§ **Directions for this task**
Give again, word for word, every line below from the one that has "Task: point at the gray t-shirt" through the one that has "Task: point at the red cap", both included, and no others.

§ **Point localization data**
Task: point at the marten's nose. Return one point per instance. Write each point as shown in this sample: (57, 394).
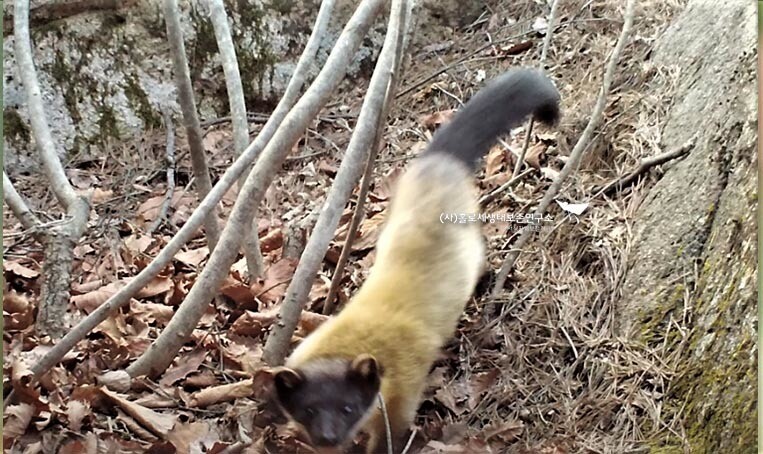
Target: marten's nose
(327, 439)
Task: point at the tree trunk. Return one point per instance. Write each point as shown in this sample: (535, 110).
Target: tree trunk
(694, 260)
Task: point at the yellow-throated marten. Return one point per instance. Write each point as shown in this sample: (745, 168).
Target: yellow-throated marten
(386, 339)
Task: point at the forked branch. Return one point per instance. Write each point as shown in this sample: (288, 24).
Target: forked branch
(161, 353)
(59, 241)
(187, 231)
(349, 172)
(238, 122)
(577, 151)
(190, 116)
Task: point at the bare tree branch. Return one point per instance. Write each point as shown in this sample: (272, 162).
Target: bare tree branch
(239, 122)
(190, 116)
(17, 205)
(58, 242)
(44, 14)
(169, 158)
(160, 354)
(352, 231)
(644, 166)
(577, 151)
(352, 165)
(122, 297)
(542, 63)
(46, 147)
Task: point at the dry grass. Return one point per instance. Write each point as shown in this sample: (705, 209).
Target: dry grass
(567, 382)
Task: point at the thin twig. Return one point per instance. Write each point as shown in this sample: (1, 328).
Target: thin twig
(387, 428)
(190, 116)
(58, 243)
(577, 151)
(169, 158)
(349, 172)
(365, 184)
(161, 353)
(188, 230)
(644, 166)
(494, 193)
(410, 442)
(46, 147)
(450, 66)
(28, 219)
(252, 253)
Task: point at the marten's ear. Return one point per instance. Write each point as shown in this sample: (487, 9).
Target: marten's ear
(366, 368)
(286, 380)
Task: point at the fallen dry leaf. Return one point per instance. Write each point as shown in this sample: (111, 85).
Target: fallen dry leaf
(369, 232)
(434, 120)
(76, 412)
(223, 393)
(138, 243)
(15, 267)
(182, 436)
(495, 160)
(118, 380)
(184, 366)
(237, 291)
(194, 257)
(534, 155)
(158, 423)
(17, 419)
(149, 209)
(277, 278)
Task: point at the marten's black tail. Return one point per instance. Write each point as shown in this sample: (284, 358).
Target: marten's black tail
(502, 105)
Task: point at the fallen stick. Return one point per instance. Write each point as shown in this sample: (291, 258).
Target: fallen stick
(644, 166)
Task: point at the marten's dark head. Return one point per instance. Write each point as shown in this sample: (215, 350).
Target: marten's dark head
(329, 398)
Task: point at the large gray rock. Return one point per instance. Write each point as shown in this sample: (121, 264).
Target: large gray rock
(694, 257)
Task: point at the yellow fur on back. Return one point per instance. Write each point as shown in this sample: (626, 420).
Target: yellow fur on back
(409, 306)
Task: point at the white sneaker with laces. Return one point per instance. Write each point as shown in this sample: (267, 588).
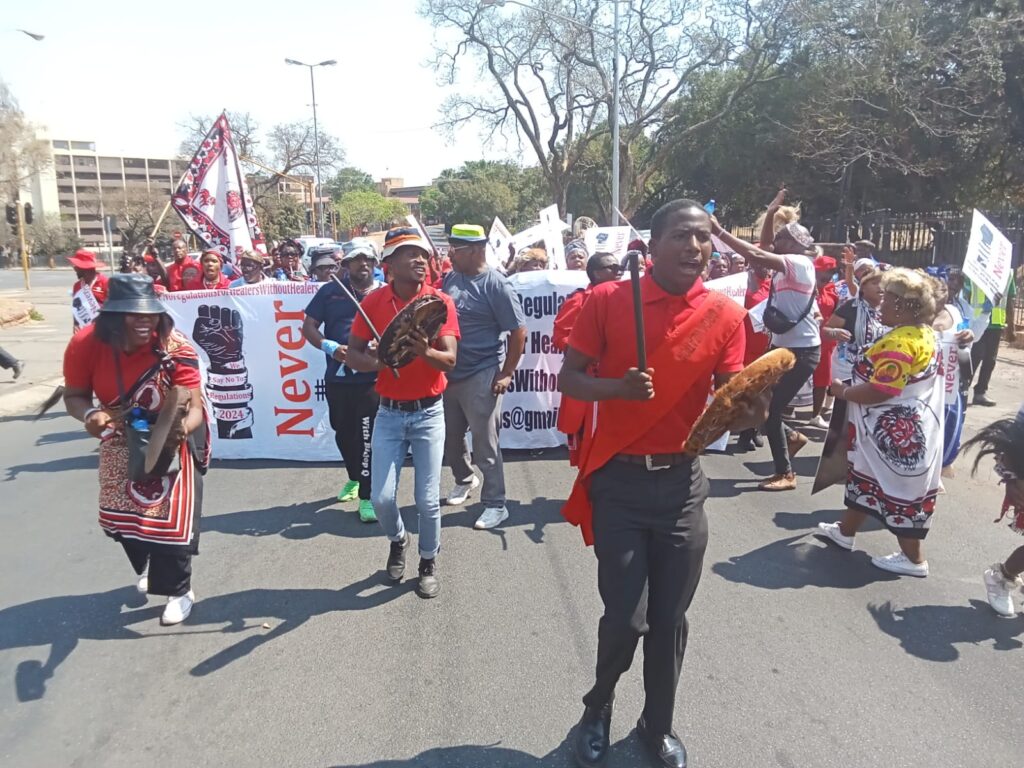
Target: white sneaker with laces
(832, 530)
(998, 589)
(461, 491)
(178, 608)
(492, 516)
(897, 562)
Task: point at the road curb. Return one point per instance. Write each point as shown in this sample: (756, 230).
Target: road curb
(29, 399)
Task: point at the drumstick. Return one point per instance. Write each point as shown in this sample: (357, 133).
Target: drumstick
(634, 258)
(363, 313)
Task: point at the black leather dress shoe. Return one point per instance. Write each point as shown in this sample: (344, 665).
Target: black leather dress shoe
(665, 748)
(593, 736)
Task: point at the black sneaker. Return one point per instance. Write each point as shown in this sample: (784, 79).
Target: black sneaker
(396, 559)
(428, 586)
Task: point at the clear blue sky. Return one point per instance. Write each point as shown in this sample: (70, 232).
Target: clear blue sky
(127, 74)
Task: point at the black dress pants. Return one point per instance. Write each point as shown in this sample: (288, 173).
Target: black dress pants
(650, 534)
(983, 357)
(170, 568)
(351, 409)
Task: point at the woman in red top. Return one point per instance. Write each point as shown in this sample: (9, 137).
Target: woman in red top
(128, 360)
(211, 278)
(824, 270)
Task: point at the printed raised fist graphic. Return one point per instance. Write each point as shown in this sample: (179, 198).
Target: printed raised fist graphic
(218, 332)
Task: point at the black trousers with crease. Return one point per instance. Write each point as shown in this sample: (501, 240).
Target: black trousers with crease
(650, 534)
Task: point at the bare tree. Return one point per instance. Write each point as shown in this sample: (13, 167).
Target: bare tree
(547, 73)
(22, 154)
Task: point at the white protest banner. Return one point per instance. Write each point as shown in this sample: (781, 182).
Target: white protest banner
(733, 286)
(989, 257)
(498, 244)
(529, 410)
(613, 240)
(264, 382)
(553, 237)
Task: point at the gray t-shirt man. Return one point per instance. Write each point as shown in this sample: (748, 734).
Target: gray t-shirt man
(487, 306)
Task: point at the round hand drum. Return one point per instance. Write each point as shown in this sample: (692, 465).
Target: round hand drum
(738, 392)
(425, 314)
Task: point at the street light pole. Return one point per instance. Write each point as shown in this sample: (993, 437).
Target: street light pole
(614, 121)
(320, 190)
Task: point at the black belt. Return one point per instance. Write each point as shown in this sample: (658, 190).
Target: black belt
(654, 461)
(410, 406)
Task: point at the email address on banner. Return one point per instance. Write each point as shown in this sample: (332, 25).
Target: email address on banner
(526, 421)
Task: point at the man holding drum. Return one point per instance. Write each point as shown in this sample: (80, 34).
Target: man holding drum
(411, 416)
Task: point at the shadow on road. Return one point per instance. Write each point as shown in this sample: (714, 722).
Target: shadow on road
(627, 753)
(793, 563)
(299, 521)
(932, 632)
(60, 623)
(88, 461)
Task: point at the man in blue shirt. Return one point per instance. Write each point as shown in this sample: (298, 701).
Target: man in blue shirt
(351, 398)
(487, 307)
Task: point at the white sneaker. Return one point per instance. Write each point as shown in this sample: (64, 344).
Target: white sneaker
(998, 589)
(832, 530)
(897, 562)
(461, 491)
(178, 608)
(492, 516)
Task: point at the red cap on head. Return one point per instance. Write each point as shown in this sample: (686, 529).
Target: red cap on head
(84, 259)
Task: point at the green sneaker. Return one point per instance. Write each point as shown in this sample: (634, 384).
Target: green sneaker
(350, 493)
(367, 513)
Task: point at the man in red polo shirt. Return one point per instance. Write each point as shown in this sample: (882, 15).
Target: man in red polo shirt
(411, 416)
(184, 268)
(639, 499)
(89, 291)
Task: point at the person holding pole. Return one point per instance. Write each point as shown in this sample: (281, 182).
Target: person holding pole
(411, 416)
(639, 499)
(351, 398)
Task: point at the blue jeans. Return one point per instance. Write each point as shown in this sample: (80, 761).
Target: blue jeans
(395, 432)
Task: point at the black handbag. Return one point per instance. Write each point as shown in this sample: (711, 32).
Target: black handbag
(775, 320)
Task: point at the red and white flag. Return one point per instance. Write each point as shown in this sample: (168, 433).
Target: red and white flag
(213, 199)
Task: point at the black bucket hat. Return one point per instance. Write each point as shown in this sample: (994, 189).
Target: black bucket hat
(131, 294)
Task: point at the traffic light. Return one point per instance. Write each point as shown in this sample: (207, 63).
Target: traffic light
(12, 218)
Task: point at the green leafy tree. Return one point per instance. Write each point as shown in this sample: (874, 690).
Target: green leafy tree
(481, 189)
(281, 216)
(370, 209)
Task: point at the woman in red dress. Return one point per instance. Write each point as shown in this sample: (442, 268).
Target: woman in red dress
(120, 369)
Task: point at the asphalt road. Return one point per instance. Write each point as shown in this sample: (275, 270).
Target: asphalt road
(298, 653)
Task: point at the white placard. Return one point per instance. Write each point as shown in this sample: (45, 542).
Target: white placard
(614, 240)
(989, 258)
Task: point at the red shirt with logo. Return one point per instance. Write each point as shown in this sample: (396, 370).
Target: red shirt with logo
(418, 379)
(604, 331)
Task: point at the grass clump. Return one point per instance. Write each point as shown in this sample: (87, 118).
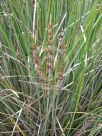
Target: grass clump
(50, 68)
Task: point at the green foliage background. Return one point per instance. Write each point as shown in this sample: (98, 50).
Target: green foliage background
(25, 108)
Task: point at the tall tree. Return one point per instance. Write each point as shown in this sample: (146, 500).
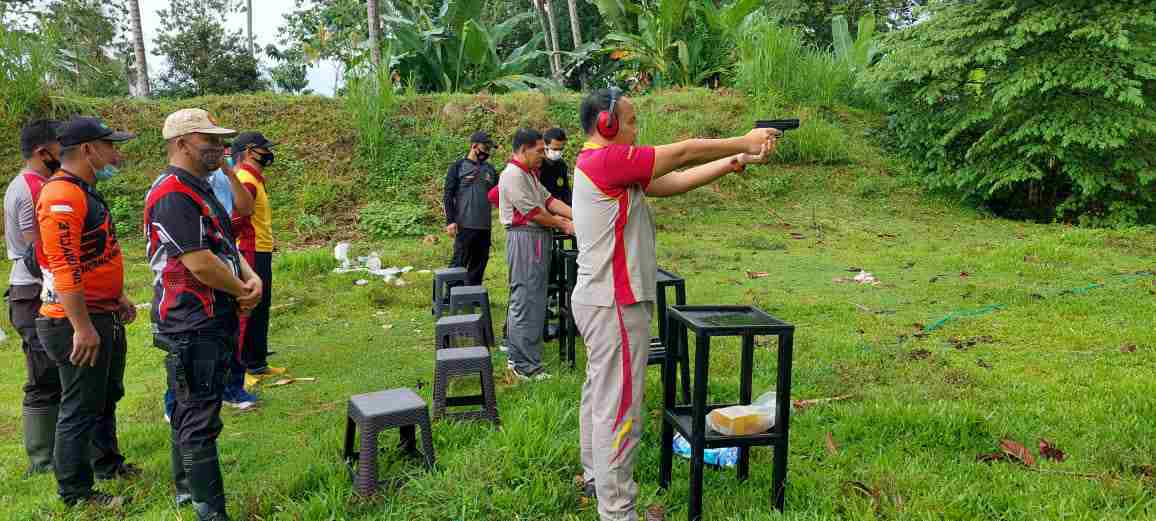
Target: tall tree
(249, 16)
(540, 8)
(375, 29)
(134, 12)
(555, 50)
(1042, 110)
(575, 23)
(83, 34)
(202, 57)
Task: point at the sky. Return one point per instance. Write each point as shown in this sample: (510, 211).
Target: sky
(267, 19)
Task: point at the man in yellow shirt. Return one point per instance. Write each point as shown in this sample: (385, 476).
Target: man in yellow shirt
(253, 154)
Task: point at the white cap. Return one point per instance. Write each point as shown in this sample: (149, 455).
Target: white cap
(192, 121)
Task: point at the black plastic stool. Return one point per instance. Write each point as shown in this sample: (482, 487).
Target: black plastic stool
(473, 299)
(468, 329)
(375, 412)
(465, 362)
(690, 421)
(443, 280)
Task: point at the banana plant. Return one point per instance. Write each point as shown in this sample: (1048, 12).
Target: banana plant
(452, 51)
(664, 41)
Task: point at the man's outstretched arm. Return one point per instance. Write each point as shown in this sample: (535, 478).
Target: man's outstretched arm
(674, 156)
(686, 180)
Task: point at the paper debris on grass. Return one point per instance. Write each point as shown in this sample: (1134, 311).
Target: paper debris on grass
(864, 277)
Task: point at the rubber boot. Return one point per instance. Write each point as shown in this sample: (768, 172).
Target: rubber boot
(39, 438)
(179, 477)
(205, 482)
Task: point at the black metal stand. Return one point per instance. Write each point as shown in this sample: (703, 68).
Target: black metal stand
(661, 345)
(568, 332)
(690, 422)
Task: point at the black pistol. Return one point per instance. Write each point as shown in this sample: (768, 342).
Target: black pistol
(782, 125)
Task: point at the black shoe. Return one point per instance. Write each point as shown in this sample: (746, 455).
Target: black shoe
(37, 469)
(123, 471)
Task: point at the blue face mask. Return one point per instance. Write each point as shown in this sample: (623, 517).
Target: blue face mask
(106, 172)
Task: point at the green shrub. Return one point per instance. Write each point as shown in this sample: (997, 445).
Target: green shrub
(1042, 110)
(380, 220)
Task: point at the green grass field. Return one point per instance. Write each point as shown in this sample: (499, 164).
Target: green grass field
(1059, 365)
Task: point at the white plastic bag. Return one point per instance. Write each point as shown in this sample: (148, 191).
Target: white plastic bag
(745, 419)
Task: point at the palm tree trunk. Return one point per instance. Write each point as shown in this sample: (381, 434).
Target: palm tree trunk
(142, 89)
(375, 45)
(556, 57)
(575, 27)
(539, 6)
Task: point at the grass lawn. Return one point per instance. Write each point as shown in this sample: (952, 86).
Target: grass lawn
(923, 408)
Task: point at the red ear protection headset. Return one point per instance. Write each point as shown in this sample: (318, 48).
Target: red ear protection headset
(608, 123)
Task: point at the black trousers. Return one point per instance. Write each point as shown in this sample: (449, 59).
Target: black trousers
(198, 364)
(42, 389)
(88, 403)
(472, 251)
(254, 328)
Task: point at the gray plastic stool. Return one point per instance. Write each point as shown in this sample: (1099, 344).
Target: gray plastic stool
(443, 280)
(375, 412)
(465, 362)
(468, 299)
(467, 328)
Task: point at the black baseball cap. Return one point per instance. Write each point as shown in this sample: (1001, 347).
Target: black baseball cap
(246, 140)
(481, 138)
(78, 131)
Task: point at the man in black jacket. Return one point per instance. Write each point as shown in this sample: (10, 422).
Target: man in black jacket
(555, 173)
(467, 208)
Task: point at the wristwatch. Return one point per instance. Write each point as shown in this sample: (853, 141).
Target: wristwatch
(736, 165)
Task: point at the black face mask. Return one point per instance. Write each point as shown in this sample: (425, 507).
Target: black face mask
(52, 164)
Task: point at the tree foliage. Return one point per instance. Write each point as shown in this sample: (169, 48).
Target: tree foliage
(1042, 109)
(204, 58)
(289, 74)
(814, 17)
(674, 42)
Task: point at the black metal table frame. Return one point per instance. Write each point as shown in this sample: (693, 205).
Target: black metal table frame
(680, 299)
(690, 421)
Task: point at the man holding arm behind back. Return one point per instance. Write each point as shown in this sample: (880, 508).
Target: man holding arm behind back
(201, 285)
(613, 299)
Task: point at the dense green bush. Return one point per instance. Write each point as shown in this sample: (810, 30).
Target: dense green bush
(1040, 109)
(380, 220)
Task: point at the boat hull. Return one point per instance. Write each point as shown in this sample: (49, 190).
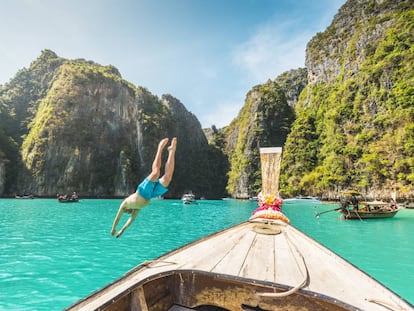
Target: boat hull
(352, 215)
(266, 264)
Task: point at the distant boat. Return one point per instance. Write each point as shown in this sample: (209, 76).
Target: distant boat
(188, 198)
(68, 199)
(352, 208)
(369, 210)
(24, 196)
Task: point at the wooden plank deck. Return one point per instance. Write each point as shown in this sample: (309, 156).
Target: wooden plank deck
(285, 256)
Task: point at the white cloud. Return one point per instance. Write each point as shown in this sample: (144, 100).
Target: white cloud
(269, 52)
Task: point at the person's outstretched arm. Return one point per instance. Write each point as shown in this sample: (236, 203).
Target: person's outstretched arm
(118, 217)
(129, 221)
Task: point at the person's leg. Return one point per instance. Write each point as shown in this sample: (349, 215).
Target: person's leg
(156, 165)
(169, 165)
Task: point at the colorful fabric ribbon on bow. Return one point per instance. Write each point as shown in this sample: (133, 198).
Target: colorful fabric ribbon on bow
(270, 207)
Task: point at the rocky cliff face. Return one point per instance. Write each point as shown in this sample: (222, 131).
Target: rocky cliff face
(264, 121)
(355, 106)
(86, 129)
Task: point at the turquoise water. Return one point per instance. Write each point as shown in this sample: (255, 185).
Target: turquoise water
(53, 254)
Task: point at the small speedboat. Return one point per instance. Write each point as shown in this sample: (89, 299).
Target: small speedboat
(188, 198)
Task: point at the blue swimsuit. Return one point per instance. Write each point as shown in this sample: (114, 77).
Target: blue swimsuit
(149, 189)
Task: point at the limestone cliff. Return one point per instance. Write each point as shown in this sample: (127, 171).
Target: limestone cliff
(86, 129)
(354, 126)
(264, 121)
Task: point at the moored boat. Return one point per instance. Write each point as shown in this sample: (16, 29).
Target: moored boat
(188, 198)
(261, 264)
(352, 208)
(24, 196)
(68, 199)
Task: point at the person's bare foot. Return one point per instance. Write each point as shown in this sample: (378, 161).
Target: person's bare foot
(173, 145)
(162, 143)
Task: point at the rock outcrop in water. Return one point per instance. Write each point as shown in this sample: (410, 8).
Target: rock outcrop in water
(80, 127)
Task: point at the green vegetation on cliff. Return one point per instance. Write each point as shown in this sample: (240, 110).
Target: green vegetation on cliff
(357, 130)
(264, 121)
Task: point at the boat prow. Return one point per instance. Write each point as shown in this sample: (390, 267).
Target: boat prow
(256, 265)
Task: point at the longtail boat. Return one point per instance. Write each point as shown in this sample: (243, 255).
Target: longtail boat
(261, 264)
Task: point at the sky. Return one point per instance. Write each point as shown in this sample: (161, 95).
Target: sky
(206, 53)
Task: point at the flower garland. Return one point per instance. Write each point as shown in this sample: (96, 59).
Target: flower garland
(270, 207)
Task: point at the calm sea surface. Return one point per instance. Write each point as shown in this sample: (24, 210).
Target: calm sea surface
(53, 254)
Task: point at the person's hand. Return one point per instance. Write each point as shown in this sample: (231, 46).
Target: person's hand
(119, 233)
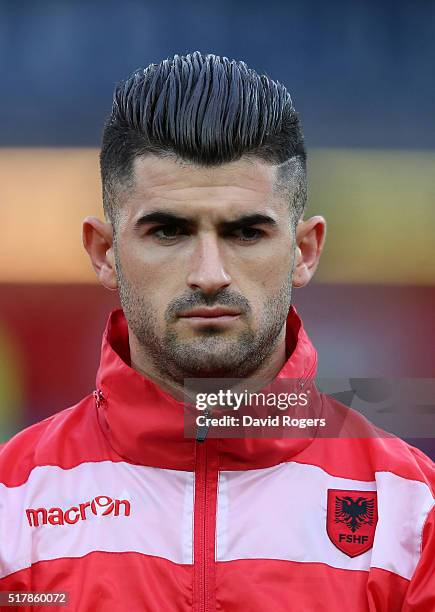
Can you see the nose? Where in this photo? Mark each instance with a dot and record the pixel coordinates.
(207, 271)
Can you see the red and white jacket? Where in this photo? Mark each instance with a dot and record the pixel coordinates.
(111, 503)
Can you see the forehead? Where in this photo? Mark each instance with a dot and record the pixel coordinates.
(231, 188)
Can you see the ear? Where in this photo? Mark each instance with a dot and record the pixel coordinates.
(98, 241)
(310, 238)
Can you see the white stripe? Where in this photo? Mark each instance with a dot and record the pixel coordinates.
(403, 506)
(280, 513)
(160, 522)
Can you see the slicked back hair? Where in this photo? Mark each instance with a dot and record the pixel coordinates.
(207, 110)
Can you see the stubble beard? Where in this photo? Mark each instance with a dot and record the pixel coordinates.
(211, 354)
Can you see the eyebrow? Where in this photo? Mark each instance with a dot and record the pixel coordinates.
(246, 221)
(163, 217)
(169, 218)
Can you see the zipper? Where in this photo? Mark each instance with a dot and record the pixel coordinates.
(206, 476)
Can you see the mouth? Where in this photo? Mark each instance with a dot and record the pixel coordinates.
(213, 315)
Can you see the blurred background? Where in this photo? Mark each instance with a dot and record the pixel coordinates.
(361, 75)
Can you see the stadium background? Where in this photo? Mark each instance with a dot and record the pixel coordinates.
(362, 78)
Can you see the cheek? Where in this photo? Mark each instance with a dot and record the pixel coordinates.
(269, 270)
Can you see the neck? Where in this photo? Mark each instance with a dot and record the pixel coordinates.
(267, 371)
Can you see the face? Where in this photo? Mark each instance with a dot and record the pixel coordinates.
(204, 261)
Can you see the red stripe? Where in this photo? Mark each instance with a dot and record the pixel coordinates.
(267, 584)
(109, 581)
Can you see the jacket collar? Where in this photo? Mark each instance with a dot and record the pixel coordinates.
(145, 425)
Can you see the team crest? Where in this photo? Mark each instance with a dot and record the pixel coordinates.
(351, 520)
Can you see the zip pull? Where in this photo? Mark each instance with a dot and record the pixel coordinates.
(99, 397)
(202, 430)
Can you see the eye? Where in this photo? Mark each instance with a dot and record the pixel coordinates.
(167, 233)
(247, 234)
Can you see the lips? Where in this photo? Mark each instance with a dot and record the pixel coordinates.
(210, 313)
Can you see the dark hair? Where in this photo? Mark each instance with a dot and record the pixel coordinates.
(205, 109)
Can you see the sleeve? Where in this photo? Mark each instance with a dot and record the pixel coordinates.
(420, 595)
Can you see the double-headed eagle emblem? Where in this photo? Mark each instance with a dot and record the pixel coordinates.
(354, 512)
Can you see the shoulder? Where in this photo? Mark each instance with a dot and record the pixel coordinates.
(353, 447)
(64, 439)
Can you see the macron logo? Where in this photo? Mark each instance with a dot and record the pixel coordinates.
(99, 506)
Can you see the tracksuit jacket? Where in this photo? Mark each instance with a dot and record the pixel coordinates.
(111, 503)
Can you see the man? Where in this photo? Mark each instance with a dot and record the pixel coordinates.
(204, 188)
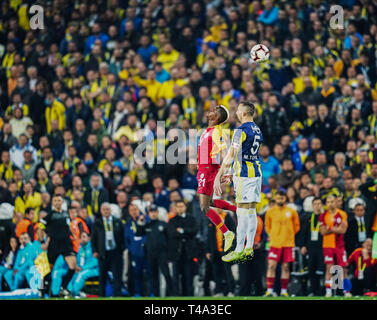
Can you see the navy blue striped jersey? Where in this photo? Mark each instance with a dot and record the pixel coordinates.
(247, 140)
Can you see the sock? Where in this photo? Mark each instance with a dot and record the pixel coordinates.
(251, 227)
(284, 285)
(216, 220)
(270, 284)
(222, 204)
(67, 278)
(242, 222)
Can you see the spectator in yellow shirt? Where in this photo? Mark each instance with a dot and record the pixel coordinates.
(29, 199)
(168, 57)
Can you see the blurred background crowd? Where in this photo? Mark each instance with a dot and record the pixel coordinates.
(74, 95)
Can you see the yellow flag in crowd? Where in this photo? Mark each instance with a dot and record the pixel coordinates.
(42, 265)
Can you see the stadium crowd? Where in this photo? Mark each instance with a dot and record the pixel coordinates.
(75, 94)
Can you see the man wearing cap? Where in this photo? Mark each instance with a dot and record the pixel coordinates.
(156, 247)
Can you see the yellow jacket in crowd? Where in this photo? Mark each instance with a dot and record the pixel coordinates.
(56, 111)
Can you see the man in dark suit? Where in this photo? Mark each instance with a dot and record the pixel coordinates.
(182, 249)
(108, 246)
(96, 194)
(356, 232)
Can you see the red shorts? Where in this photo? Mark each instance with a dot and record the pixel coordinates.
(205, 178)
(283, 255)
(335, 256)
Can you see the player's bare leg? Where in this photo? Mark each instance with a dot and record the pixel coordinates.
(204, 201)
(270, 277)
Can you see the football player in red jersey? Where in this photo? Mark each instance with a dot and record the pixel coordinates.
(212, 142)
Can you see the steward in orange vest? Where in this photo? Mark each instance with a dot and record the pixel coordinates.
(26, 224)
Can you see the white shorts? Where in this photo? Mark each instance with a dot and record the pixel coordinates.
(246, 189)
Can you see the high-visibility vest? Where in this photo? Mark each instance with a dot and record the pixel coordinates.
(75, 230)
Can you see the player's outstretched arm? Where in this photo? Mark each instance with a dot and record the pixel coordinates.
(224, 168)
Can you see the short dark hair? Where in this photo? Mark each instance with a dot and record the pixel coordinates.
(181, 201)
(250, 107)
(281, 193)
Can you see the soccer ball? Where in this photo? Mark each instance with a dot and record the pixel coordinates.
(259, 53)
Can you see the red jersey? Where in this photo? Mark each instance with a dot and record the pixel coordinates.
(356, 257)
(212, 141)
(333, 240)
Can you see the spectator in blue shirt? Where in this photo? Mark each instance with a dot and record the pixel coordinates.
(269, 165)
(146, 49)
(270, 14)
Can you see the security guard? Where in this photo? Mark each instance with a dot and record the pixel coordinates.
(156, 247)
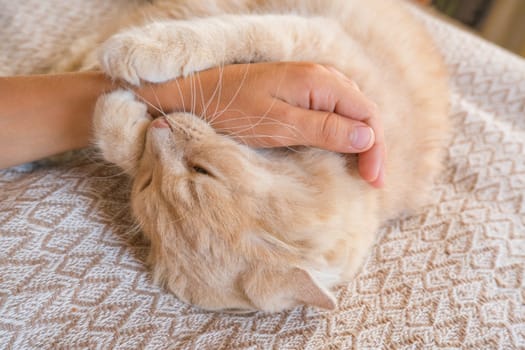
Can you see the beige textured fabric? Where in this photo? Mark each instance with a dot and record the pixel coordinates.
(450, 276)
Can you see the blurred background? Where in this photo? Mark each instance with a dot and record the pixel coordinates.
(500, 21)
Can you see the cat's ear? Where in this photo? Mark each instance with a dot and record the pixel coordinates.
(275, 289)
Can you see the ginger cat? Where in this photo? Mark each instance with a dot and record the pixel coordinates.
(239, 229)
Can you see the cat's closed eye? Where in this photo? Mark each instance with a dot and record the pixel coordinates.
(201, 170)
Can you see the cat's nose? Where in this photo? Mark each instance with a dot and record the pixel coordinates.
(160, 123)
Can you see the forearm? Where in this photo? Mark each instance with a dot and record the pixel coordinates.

§ **Completed exercise**
Task: point at the gray t-shirt man. Return one point per instance. Write each point as shown in this sample: (748, 734).
Target: gray t-shirt man
(487, 306)
Task: point at the round hand drum. Return one point per instance. Write each point as shown in this sample: (692, 465).
Target: round hand drum
(738, 392)
(425, 314)
Task: point at the street light pole. Return one point per instance. Write each point as shown in this sample: (993, 437).
Target: street light pole
(614, 121)
(320, 190)
Task: point at the black belt. Return one point per instance. Write each point as shown in this sample: (658, 190).
Target: black belt
(654, 461)
(410, 406)
Task: point at the email address on banner. Return one point per instance. Write each point as shown in this sample: (332, 25).
Target: email address on banner
(526, 421)
Task: point at the man holding drum. Return one point per instance. Write each point as shown in this sample: (80, 34).
Target: man holding drum
(411, 416)
Task: point at the shadow on road. Return one point per instance. Write each point as shown in this sample: (714, 722).
Target: shadow on road
(627, 753)
(793, 563)
(299, 521)
(932, 632)
(60, 623)
(88, 461)
Task: point at the man in blue shirt. Return one point per instance. Write each point as shown in this sample: (298, 701).
Target: man in blue shirt
(351, 398)
(487, 307)
Task: point at the white sneaker. Return one point per instance. Write each point as shown in this sample: (64, 344).
Target: white sneaker
(998, 589)
(832, 530)
(897, 562)
(461, 491)
(178, 608)
(492, 516)
Task: point at the red cap on head. Return one point per instance. Write each point as shown in this sample: (686, 529).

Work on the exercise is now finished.